--- QUOTED PASSAGE ---
◇ ◇ ◇ ◇ ◇
In this retrospective descriptive study required research projects were assessed for frequency of presentation at regional and national meetings or publication in medical journals, or both, over a 10-year period (1983 through 1992). Rising second-year house officers elected to initiate their own study with departmental support under the guidance of a faculty advisor or selected a research project from a list of potential investigations offered by departmental faculty. Projects were presented at the annual alumni meeting in April of the junior and senior years. The faculty advisor assisted in research design, protocol development, obtaining human investigation committee approval, data collection, statistical analysis, manuscript preparation, and coaching for the oral presentation. After local presentation these projects were evaluated for submission to regional and national meetings and prepared for peer-review publication.
◇ ◇ ◇ ◇ ◇
--- DATA PROVIDED ---

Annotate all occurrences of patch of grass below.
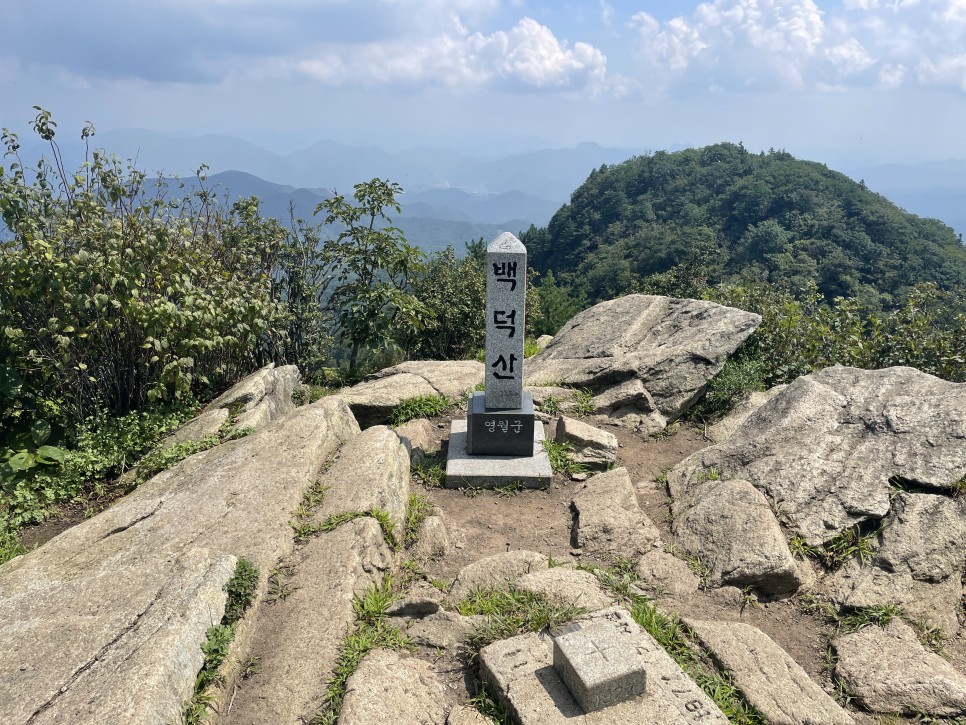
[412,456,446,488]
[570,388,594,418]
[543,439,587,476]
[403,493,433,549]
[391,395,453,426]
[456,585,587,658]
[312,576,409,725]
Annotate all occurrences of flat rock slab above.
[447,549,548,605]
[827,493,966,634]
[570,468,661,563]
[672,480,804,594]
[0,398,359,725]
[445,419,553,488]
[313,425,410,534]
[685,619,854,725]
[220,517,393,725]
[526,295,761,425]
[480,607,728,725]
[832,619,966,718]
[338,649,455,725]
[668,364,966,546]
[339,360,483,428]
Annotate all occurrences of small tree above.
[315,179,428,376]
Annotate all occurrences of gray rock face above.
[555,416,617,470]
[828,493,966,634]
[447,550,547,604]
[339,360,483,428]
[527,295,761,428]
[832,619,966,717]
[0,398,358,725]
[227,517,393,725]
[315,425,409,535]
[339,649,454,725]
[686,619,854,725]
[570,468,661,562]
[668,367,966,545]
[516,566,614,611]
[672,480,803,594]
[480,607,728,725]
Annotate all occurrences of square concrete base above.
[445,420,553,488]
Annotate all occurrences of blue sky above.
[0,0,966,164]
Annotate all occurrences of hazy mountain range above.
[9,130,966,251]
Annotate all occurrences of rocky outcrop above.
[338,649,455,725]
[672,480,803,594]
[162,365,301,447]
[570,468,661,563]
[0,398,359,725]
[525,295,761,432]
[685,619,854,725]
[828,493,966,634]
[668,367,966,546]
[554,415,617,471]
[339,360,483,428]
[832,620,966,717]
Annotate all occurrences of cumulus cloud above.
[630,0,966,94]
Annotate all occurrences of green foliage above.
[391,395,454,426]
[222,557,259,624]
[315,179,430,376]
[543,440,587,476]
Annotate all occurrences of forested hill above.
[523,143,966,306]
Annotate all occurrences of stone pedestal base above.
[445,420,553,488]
◇ ◇ ◇ ◇ ◇
--- WORK TASK ---
Continue the passage above about residents' required research projects, starting after its last sentence.

--- RESPONSE TO THIS TASK ---
During a 10-year period 104 resident research projects resulted in 72 regional or national presentations and 52 peer-review publications. There was a significant increase in the proportion of projects presented at national meetings over time (r = 0.99; p < 0.0001). There was also an increase in the number of projects published in peer-review journals during the decade-long study period (r = 0.96, p = 0.0001).


Required completion of two research studies during residency bolstered by early selection of prospective projects and departmental fiscal support, as well as intensive faculty advisor direction and assistance, has resulted in resident projects with increasingly frequent national recognition. (AM J OBSTET GYNECOL 1994;170:777-81.)